> _Selected passage_:
◆ ◆ ◆ ◆
Phase 2: Tooling and Dual-Support Infrastructure

Goal: make the repo capable of understanding and validating Tailwind v4 without forcing immediate cutover everywhere.

Scope:

  • ESLint support for web Tailwind v4 class validation
  • any required dual-support configuration across packages
  • build or config changes needed so v3 and v4 can coexist during migration

Should prove:

  • the repo can lint and build Tailwind v4 consumers safely
  • migration work can land incrementally without breaking unrelated packages

Should not include:

  • broad component family migrations
  • unrelated refactors

Phase 3: Canary Consumer Adoption

Goal: wire one real web consumer to Tailwind v4 as proof that the foundation is usable end to end.
◆ ◆ ◆ ◆
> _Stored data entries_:
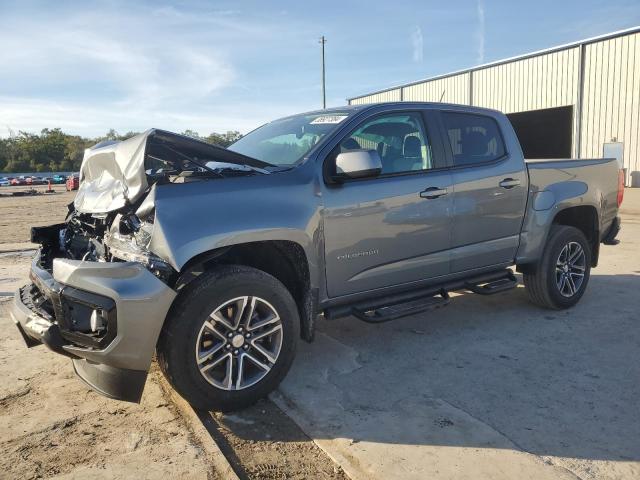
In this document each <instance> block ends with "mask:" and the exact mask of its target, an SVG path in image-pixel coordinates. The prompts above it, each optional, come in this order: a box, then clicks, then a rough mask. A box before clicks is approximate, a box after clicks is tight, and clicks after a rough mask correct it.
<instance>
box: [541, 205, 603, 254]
mask: <svg viewBox="0 0 640 480" xmlns="http://www.w3.org/2000/svg"><path fill="white" fill-rule="evenodd" d="M551 225H565V226H568V227H574V228H577V229H578V230H580V231H581V232H582V233H584V236H585V237H587V241H588V242H589V246H590V247H591V266H592V267H596V266H597V265H598V257H599V254H600V223H599V218H598V211H597V209H596V208H595V207H594V206H592V205H577V206H572V207H567V208H564V209H562V210H560V211H559V212H557V213H556V215H555V216H554V217H553V221H552V222H551Z"/></svg>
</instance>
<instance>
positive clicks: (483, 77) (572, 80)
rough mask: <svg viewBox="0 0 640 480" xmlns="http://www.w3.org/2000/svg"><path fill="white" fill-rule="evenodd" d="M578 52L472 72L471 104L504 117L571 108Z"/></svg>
mask: <svg viewBox="0 0 640 480" xmlns="http://www.w3.org/2000/svg"><path fill="white" fill-rule="evenodd" d="M579 57H580V49H579V48H578V47H576V48H571V49H569V50H562V51H559V52H554V53H549V54H546V55H540V56H537V57H532V58H525V59H522V60H517V61H513V62H510V63H505V64H501V65H496V66H493V67H489V68H484V69H481V70H477V71H474V72H473V104H474V105H477V106H479V107H487V108H494V109H496V110H501V111H503V112H504V113H513V112H522V111H526V110H539V109H542V108H553V107H561V106H565V105H573V104H575V103H576V101H577V95H578V90H577V84H578V75H579V70H580V64H579Z"/></svg>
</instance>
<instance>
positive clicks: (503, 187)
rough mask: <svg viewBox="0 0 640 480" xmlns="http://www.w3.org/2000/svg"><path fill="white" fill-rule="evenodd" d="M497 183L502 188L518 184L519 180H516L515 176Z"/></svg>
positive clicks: (506, 187) (512, 187) (519, 181)
mask: <svg viewBox="0 0 640 480" xmlns="http://www.w3.org/2000/svg"><path fill="white" fill-rule="evenodd" d="M498 185H500V186H501V187H502V188H507V189H509V188H513V187H517V186H518V185H520V180H518V179H517V178H505V179H504V180H502V181H501V182H500V183H499V184H498Z"/></svg>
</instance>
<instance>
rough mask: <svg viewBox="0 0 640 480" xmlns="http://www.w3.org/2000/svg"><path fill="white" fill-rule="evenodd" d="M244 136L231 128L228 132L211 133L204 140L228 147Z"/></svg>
mask: <svg viewBox="0 0 640 480" xmlns="http://www.w3.org/2000/svg"><path fill="white" fill-rule="evenodd" d="M241 138H242V134H241V133H240V132H238V131H236V130H233V131H232V130H229V131H227V133H216V132H213V133H210V134H209V136H208V137H206V138H205V139H204V140H205V141H206V142H209V143H213V144H214V145H218V146H220V147H225V148H226V147H228V146H229V145H231V144H232V143H233V142H236V141H238V140H240V139H241Z"/></svg>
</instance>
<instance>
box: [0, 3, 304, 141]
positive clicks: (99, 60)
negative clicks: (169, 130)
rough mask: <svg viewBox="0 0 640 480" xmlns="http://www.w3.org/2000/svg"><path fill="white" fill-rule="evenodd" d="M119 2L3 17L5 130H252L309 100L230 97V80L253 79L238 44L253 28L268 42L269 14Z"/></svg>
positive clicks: (30, 12) (237, 88)
mask: <svg viewBox="0 0 640 480" xmlns="http://www.w3.org/2000/svg"><path fill="white" fill-rule="evenodd" d="M111 5H112V7H111V8H110V7H109V6H108V5H107V6H103V7H104V8H101V9H92V10H90V11H82V9H70V10H66V11H65V10H55V9H47V11H46V12H42V13H40V12H38V11H36V10H27V11H20V12H17V13H16V14H14V15H13V16H12V17H7V16H5V18H4V19H3V20H2V21H0V24H2V25H1V26H2V28H0V45H2V47H1V48H0V65H2V75H0V136H7V134H8V128H11V129H12V130H14V131H18V130H26V131H38V130H40V129H42V128H45V127H49V128H51V127H60V128H62V129H63V130H64V131H67V132H68V133H77V134H82V135H88V136H92V135H98V134H102V133H104V132H105V131H106V130H108V129H109V128H112V127H113V128H116V129H118V130H120V131H126V130H144V129H147V128H150V127H158V128H167V129H170V130H177V131H182V130H184V129H186V128H190V129H193V130H196V131H199V132H200V133H202V134H207V133H210V132H211V131H215V130H217V131H226V130H229V129H238V130H241V131H247V130H250V129H252V128H255V127H256V126H257V125H258V124H259V123H262V122H264V121H267V120H269V119H271V118H274V117H276V116H277V115H280V114H289V113H294V112H292V111H291V109H292V107H293V108H296V107H299V108H300V109H305V107H304V106H300V105H295V103H296V102H290V103H289V104H287V105H278V104H276V103H275V102H274V101H270V100H269V99H266V100H264V101H261V102H260V105H256V104H249V103H248V102H244V101H242V100H241V101H238V102H234V101H233V100H230V99H229V89H231V90H233V89H236V91H237V90H239V89H240V90H241V89H243V88H245V89H246V88H247V87H245V86H243V85H242V83H243V80H245V79H246V78H247V74H244V75H245V76H244V78H243V73H244V72H243V71H242V70H241V69H239V68H238V65H237V63H238V62H237V61H236V60H235V54H236V52H237V51H238V50H242V48H243V47H244V48H247V47H248V46H249V44H248V43H247V42H248V40H247V39H248V38H249V39H250V41H251V42H253V43H254V44H260V42H261V41H263V42H268V41H269V37H273V33H272V32H273V31H272V29H271V28H270V26H269V25H268V24H267V22H262V21H260V19H255V18H254V19H253V20H252V19H247V17H246V16H243V17H241V18H240V17H238V18H235V16H236V15H237V13H238V12H236V11H231V10H207V11H205V12H194V11H186V10H180V11H179V10H177V9H175V8H173V7H163V8H160V9H153V8H148V7H137V6H135V4H126V7H127V8H126V9H125V8H121V7H122V5H118V4H117V2H116V3H113V4H111ZM243 42H244V44H243ZM254 48H255V47H254ZM240 97H242V96H240Z"/></svg>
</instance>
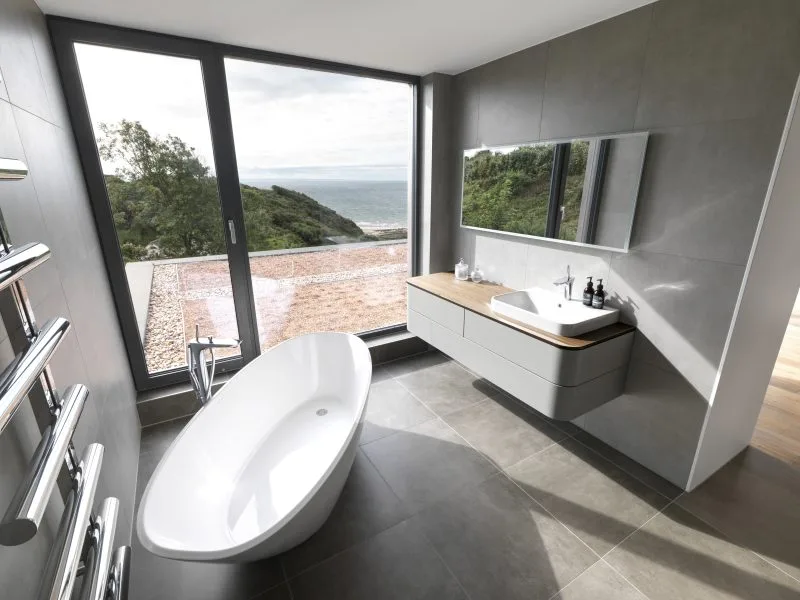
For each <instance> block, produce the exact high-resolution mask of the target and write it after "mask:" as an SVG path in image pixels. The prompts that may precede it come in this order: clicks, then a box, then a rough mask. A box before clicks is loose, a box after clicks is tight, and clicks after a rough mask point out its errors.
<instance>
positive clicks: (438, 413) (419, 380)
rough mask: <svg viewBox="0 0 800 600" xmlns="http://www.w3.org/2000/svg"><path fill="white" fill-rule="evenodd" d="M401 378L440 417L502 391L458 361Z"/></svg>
mask: <svg viewBox="0 0 800 600" xmlns="http://www.w3.org/2000/svg"><path fill="white" fill-rule="evenodd" d="M430 360H433V359H430ZM397 381H399V382H400V383H401V384H402V385H403V387H405V388H406V389H407V390H408V391H410V392H411V393H412V394H414V395H415V396H416V397H417V398H419V399H420V400H421V401H422V402H423V403H424V404H425V405H426V406H427V407H428V408H430V409H431V410H432V411H433V412H435V413H436V414H437V415H439V416H442V415H446V414H448V413H451V412H453V411H456V410H459V409H462V408H466V407H468V406H472V405H473V404H475V403H477V402H480V401H481V400H485V399H486V398H488V397H490V396H495V395H497V394H499V393H500V391H499V390H498V389H497V388H495V387H494V386H492V385H491V384H490V383H488V382H487V381H485V380H483V379H478V378H477V377H475V375H473V374H472V373H470V372H469V371H467V370H466V369H465V368H463V367H462V366H460V365H459V364H458V363H456V362H454V361H447V362H441V363H439V364H434V365H432V366H429V367H426V368H423V369H420V370H417V371H412V372H409V373H406V374H405V375H401V376H399V377H398V378H397Z"/></svg>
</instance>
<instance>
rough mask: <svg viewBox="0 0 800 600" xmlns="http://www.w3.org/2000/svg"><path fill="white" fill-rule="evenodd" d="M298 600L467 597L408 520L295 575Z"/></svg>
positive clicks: (410, 598) (431, 598) (296, 588)
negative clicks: (310, 569) (300, 572)
mask: <svg viewBox="0 0 800 600" xmlns="http://www.w3.org/2000/svg"><path fill="white" fill-rule="evenodd" d="M289 585H290V587H291V590H292V594H293V597H294V599H295V600H318V599H319V600H322V599H324V600H339V599H342V600H344V599H347V600H377V599H380V600H392V599H397V600H412V599H419V600H424V599H429V600H449V599H463V598H465V596H464V593H463V592H462V590H461V588H460V587H459V585H458V582H457V581H456V580H455V579H454V578H453V576H452V575H451V574H450V573H449V572H448V571H447V568H446V567H445V566H444V564H442V561H441V560H440V559H439V557H438V556H436V552H435V551H434V550H433V548H431V546H430V544H429V543H428V542H427V541H426V539H425V536H424V535H423V534H422V533H421V532H419V531H418V530H417V529H416V528H415V526H414V525H413V524H412V523H410V522H408V521H405V522H403V523H400V524H399V525H396V526H395V527H393V528H392V529H389V530H388V531H384V532H383V533H381V534H380V535H378V536H376V537H374V538H372V539H370V540H368V541H366V542H364V543H363V544H360V545H358V546H356V547H354V548H351V549H350V550H347V551H345V552H342V553H341V554H338V555H336V556H335V557H333V558H332V559H330V560H328V561H325V562H324V563H322V564H320V565H318V566H316V567H314V568H313V569H311V570H309V571H306V572H305V573H303V574H302V575H300V576H299V577H297V578H295V579H291V580H290V582H289Z"/></svg>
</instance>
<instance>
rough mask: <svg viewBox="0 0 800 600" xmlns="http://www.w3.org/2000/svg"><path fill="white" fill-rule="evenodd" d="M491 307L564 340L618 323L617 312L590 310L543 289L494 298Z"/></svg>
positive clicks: (528, 291) (618, 314) (522, 292)
mask: <svg viewBox="0 0 800 600" xmlns="http://www.w3.org/2000/svg"><path fill="white" fill-rule="evenodd" d="M491 307H492V310H493V311H494V312H496V313H498V314H500V315H503V316H506V317H509V318H511V319H514V320H516V321H520V322H522V323H525V324H526V325H530V326H531V327H535V328H536V329H541V330H543V331H547V332H548V333H552V334H555V335H561V336H564V337H576V336H579V335H581V334H584V333H588V332H590V331H594V330H595V329H600V328H601V327H605V326H606V325H612V324H613V323H616V322H617V321H619V311H618V310H617V309H616V308H591V307H589V306H585V305H584V304H583V303H582V302H581V301H580V300H567V299H565V298H564V297H563V296H561V295H560V294H557V293H554V292H551V291H549V290H544V289H542V288H530V289H527V290H520V291H518V292H509V293H507V294H500V295H498V296H493V297H492V303H491Z"/></svg>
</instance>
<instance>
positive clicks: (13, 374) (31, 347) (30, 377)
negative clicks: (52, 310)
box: [0, 317, 69, 433]
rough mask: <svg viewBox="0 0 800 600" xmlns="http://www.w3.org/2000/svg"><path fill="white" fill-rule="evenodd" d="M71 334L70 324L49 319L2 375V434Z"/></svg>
mask: <svg viewBox="0 0 800 600" xmlns="http://www.w3.org/2000/svg"><path fill="white" fill-rule="evenodd" d="M68 331H69V321H67V320H66V319H64V318H61V317H56V318H55V319H50V320H49V321H48V322H47V323H45V325H44V327H42V329H41V331H39V333H38V334H37V335H36V337H35V338H34V339H33V341H32V342H31V344H30V346H28V348H27V349H26V350H25V351H23V352H21V353H20V354H19V355H18V356H17V357H16V358H15V359H14V360H13V361H12V362H11V364H10V365H8V367H6V369H5V370H4V371H3V373H2V374H0V433H3V430H5V428H6V425H8V423H9V421H11V417H13V416H14V413H16V412H17V409H18V408H19V405H20V403H21V402H22V399H23V398H24V397H25V394H27V393H28V390H30V389H31V386H32V385H33V383H34V382H35V381H36V379H37V378H38V377H39V375H41V374H42V371H44V370H45V368H46V367H47V364H48V362H49V361H50V358H51V357H52V356H53V354H54V353H55V351H56V348H58V345H59V344H60V343H61V340H63V339H64V336H66V334H67V332H68Z"/></svg>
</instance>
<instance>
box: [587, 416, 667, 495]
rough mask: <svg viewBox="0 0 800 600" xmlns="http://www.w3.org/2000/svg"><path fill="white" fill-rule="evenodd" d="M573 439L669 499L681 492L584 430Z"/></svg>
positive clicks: (659, 475) (646, 469) (629, 457)
mask: <svg viewBox="0 0 800 600" xmlns="http://www.w3.org/2000/svg"><path fill="white" fill-rule="evenodd" d="M575 439H576V440H577V441H579V442H580V443H581V444H583V445H584V446H587V447H589V448H591V449H592V450H594V451H595V452H597V453H598V454H600V455H601V456H602V457H603V458H605V459H606V460H609V461H611V462H612V463H614V464H615V465H616V466H618V467H619V468H620V469H622V470H623V471H625V472H626V473H628V474H629V475H632V476H634V477H635V478H636V479H638V480H639V481H641V482H643V483H646V484H647V485H649V486H650V487H651V488H653V489H654V490H656V491H658V492H660V493H661V494H662V495H664V496H666V497H667V498H669V499H670V500H672V499H674V498H677V497H678V496H679V495H681V494H682V493H683V490H682V489H681V488H679V487H678V486H676V485H674V484H672V483H670V482H669V481H667V480H666V479H664V478H663V477H661V476H660V475H658V474H656V473H653V471H651V470H650V469H648V468H647V467H645V466H643V465H640V464H639V463H637V462H636V461H635V460H633V459H632V458H630V457H628V456H626V455H625V454H623V453H622V452H620V451H619V450H616V449H614V448H612V447H611V446H609V445H608V444H606V443H604V442H602V441H600V440H598V439H597V438H596V437H594V436H593V435H591V434H589V433H586V432H585V431H578V432H577V433H576V435H575Z"/></svg>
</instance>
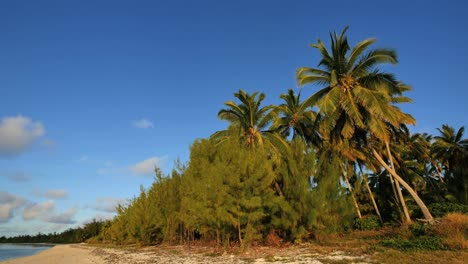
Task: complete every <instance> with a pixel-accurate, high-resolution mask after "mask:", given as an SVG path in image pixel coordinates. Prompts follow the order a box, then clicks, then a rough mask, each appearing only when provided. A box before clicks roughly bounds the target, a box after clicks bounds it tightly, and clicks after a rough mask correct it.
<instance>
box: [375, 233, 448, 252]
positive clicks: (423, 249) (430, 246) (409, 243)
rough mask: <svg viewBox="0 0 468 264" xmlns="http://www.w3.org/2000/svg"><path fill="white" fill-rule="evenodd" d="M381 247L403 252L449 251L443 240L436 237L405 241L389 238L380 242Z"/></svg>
mask: <svg viewBox="0 0 468 264" xmlns="http://www.w3.org/2000/svg"><path fill="white" fill-rule="evenodd" d="M380 245H382V246H384V247H391V248H394V249H398V250H401V251H418V250H443V249H447V248H446V247H445V246H444V244H442V238H440V237H434V236H422V237H418V238H412V239H405V238H401V237H395V238H388V239H383V240H382V241H380Z"/></svg>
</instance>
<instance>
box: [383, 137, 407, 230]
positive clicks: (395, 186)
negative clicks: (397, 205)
mask: <svg viewBox="0 0 468 264" xmlns="http://www.w3.org/2000/svg"><path fill="white" fill-rule="evenodd" d="M385 147H386V148H387V153H388V159H389V160H390V165H391V166H392V169H393V170H395V165H393V157H392V153H391V152H390V146H389V144H388V141H385ZM395 187H396V191H397V193H398V199H399V200H400V203H401V206H402V207H403V213H404V214H405V218H406V222H405V223H406V224H410V223H411V217H410V215H409V212H408V207H407V206H406V202H405V198H404V197H403V193H402V192H401V187H400V184H399V183H398V181H395Z"/></svg>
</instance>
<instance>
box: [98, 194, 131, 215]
mask: <svg viewBox="0 0 468 264" xmlns="http://www.w3.org/2000/svg"><path fill="white" fill-rule="evenodd" d="M125 203H126V201H125V199H120V198H114V197H98V198H96V204H95V205H94V206H92V208H93V209H95V210H98V211H103V212H107V213H115V212H116V208H117V206H118V205H119V204H121V205H124V204H125Z"/></svg>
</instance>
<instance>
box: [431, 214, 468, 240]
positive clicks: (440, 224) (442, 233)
mask: <svg viewBox="0 0 468 264" xmlns="http://www.w3.org/2000/svg"><path fill="white" fill-rule="evenodd" d="M432 230H433V231H434V232H435V233H436V234H438V235H439V236H441V237H443V238H444V241H443V243H444V245H446V246H448V247H450V248H453V249H466V248H468V241H467V237H468V215H466V214H460V213H450V214H448V215H447V216H445V217H443V218H442V219H441V221H440V222H439V223H437V224H436V225H434V226H433V227H432Z"/></svg>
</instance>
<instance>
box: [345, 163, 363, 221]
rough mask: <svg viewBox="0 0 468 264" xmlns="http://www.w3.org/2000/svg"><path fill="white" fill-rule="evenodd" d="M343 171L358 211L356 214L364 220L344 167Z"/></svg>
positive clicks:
◆ ◆ ◆ ◆
> _Your task_: In the Tailwind v4 migration plan, what is the stated goal of Phase 3?

> _Solution_: To wire one real web consumer to Tailwind v4 as proof that the foundation is usable end to end.